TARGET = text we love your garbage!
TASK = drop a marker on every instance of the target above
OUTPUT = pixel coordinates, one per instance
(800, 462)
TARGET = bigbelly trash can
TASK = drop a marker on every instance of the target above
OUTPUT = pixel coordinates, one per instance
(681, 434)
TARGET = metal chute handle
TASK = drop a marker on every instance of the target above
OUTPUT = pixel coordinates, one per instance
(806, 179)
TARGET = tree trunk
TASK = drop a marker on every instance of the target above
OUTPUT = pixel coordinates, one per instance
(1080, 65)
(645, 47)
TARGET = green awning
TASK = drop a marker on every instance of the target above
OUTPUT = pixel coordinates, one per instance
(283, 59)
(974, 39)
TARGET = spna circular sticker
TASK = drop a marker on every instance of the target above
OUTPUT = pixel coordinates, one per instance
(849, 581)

Task instructions
Please copy out the data above starting at the line containing "TARGET = bigbelly trash can" and ending at the last line of the data, changing "marker" to "pin" and keeping everything else the same. Give only those lines.

Reply
TARGET = bigbelly trash can
TASK = drop a pin on every instance of the target above
OUTPUT = pixel coordinates, one per instance
(681, 434)
TARGET = metal chute handle
TASK = drop a pin on every instance of the target above
OUTPUT = pixel coordinates, one per instance
(806, 179)
TARGET = tree trunk
TASK = drop a pin on every instance of the target above
OUTPUT = pixel coordinates, one per instance
(1080, 65)
(645, 47)
TARGET = green awning
TASK = drop a pin on every instance of the target above
OUTPUT = pixel coordinates, one per instance
(283, 59)
(974, 39)
TARGET = spna circular sticker
TASK = drop a pin on every instance of the target above
OUTPUT = pixel coordinates, one per instance
(849, 581)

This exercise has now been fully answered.